*TO DO*. Rewrite the lines below as a numbered list, leaving out any blank lines.

*PROVIDED DATA*.
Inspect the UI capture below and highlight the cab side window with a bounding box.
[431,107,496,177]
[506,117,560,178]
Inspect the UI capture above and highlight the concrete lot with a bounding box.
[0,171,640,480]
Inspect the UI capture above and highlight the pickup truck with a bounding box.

*OUTPUT FOR THIS EXERCISE*.
1. Inspect the UI capture below and highlight the cab side window with a bounding box.
2. [431,107,496,177]
3. [506,117,560,178]
4. Inspect the UI capture above and highlight the concrete lot with a bounding box.
5. [0,171,640,480]
6. Inspect the UI capture above and highlight the pickup truck with a bounding box.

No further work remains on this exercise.